# Instructions to follow
How many lines in the rows below contain the string "object"? Case counts, so give only that number.

# Collected data entries
====
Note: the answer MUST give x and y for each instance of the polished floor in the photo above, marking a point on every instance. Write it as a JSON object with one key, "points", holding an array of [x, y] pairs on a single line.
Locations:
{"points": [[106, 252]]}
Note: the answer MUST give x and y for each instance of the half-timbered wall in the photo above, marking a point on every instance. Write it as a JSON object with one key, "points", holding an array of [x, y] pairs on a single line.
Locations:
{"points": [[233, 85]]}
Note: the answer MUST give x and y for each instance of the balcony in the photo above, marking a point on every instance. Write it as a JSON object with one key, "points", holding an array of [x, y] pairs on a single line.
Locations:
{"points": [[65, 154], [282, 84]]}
====
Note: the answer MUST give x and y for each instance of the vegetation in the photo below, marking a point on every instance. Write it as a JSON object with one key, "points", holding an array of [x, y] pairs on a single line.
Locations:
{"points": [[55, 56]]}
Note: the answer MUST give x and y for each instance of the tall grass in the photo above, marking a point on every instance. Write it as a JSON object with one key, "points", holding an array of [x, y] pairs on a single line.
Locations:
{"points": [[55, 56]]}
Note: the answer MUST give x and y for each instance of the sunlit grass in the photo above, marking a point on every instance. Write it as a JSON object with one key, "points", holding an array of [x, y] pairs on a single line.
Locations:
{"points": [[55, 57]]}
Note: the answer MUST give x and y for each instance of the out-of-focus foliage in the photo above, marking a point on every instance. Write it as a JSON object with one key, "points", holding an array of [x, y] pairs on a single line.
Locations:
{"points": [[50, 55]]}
====
# Complete answer
7